Orthopädietechnische Anamnese
Die orthopädietechnische Anamnese erfolgt nach einem standardisierten Protokoll. Hier, im Fall einer prothetischen Versorgung nach transfemoraler Amputation, erfolgt sie nach dem von Sibbel, Bieringer und Haase et al. (2012) vorgestellten Datenerhebungsbogen 5. Dieser Anamnesebogen wurde im Rahmen einer interdisziplinären Zusammenarbeit entwickelt und ermöglicht einen „Soll-Ist-Vergleich“6 zwischen den versorgungsbezogenen Qualitätskriterien und der zu bewertenden prothetischen Versorgung. Dabei geht es vor allem um die Erfassung der Versorgungssituation, deren nachvollziehbare Dokumentation und anschließende Diskussion bzw. Analyse. Erfasst werden die medizinische Vorgeschichte des Untersuchungsteilnehmers, die Anamnese des aktuellen Gesundheitsstatus und die Festlegung des Mobilitätsgrades, Informationen über die Hilfsmittelversorgung (z. B.Komponenten, Aufbau, Schaftgestaltung), die Stumpfbeschaffenheit (z. B. Form, Länge, Belastbarkeit) und die Bewertung des Gangbildes (Tab. 1). Der Umfang der Anamnese erlaubt eine ganzheitliche Analyse des Patienten im Hinblick auf seine Hilfsmittelversorgung und unterstützt den Vergleich verschiedener Oberschenkelprothese.

-- Aufgabenstellung --
Kannst du den Textabschnitt über die orthopädietechnische Anamnese vollständig und wortgetreu ausgeben? Die Datensätze sind eigenständiges Material und gehören nicht zum Textabschnitt.

-- Untersuchte Datensätze --
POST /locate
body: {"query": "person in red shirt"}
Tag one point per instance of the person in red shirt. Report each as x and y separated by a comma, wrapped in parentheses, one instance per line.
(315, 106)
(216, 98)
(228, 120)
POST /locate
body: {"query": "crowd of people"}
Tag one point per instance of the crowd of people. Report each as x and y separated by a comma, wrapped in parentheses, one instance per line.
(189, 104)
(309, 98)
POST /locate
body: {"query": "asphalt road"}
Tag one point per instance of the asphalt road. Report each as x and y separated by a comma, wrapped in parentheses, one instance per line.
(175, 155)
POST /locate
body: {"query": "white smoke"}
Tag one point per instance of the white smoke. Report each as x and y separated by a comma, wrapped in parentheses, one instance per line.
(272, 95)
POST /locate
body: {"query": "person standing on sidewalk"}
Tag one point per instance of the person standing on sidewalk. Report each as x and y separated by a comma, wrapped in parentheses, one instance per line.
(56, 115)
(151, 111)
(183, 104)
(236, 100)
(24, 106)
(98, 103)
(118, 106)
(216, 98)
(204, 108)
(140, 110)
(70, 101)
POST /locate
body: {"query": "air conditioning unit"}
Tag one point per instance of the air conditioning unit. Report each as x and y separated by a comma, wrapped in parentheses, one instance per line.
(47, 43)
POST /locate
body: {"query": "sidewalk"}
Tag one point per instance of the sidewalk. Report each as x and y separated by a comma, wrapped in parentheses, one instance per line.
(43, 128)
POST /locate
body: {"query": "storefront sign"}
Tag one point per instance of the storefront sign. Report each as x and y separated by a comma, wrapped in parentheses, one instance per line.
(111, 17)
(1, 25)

-- Ergebnis --
Orthopädietechnische Anamnese
Die orthopädietechnische Anamnese erfolgt nach einem standardisierten Protokoll. Hier, im Fall einer prothetischen Versorgung nach transfemoraler Amputation, erfolgt sie nach dem von Sibbel, Bieringer und Haase et al. (2012) vorgestellten Datenerhebungsbogen 5. Dieser Anamnesebogen wurde im Rahmen einer interdisziplinären Zusammenarbeit entwickelt und ermöglicht einen „Soll-Ist-Vergleich“6 zwischen den versorgungsbezogenen Qualitätskriterien und der zu bewertenden prothetischen Versorgung. Dabei geht es vor allem um die Erfassung der Versorgungssituation, deren nachvollziehbare Dokumentation und anschließende Diskussion bzw. Analyse. Erfasst werden die medizinische Vorgeschichte des Untersuchungsteilnehmers, die Anamnese des aktuellen Gesundheitsstatus und die Festlegung des Mobilitätsgrades, Informationen über die Hilfsmittelversorgung (z. B.Komponenten, Aufbau, Schaftgestaltung), die Stumpfbeschaffenheit (z. B. Form, Länge, Belastbarkeit) und die Bewertung des Gangbildes (Tab. 1). Der Umfang der Anamnese erlaubt eine ganzheitliche Analyse des Patienten im Hinblick auf seine Hilfsmittelversorgung und unterstützt den Vergleich verschiedener Oberschenkelprothese.